Page text —
COVID-19 threatens to hit indigenous communities hard as church leaders step up support

By David Paulsen
Posted Apr 28, 2020

The Rev. Bradley Hauff, The Episcopal Church’s missioner for indigenous ministries, leads an April 22 meeting on Zoom with clergy and lay leaders who minister to indigenous communities.

[Episcopal News Service] The meeting had no agenda. Sharing was voluntary. The Rev. Bradley Hauff made clear at the outset of the hourlong video conference call that he and the call’s 32 other participants were there to listen and learn from each other’s experiences in indigenous communities in the United States during the COVID-19 pandemic.

“This is just an opportunity for us to share how we’re doing and what’s been happening in our regions, particularly in response to the pandemic and its effects on our lives and on our congregations,” Hauff, The Episcopal Church’s missioner for indigenous ministries, told the participants.

He and other church leaders have emphasized some troubling parallels between the varied regional experiences of American Indian tribes, which may leave these communities particularly vulnerable to coronavirus outbreaks. Villages often lack quality medical care, or residents must travel great distances for treatment. Many live in remote “food deserts” where clean water also is scarce, often because homes lack indoor plumbing, making it harder to wash hands frequently. Indigenous communities tend to suffer from higher rates of underlying health problems, such as diabetes and heart disease. And many Native American cultural traditions center on communal gatherings, from the Sun Dance to large family funerals – gatherings that now risk rapidly transmitting the virus.

Data records —

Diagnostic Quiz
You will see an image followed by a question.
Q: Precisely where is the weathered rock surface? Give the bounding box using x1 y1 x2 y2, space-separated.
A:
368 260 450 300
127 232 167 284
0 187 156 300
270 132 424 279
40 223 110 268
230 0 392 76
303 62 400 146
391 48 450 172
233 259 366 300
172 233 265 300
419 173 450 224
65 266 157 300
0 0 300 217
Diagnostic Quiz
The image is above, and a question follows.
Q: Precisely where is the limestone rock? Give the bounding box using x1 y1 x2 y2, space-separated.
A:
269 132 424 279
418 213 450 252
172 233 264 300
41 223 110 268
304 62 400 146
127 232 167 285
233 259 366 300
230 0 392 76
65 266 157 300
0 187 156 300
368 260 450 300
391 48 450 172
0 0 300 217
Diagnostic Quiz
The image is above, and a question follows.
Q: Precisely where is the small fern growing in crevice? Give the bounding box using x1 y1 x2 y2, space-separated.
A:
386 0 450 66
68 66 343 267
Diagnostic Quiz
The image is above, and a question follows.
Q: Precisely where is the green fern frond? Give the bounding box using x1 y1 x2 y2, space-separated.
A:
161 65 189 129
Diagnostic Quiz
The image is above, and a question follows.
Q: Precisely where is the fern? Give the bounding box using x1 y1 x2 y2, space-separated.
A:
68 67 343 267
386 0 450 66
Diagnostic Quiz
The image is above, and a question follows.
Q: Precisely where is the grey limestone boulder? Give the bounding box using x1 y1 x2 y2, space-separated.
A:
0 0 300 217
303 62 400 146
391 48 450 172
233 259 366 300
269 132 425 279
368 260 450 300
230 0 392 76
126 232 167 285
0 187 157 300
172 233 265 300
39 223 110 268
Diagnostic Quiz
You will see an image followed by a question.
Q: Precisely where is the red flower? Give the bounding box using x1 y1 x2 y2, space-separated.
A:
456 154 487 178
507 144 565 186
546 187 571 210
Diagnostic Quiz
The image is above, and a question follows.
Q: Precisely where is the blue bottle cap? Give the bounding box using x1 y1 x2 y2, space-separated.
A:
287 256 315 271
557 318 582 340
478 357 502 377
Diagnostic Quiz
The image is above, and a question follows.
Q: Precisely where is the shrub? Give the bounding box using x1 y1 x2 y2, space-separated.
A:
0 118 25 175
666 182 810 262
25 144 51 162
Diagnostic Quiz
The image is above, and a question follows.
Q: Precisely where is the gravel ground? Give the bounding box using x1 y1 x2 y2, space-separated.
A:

Activity 1 —
Answer these questions from the article on COVID-19 and indigenous communities:
(a) How many participants besides Hauff were on the video conference call?
(b) What position does Hauff hold in The Episcopal Church?
(c) Which two underlying health problems are named as occurring at higher rates in indigenous communities?
Activity 2 —
Summarize the article on COVID-19 and indigenous communities in two sentences.

Final answer 1 —
(a) 32
(b) Missioner for indigenous ministries
(c) Diabetes and heart disease

Final answer 2 —
The Rev. Bradley Hauff, The Episcopal Church's missioner for indigenous ministries, led an hourlong video call where 32 other participants shared experiences of indigenous communities in the United States during the COVID-19 pandemic. Church leaders have pointed to factors that may leave these communities especially vulnerable to the virus: poor access to medical care, scarce food and clean water, higher rates of underlying health problems, and cultural traditions centered on communal gatherings.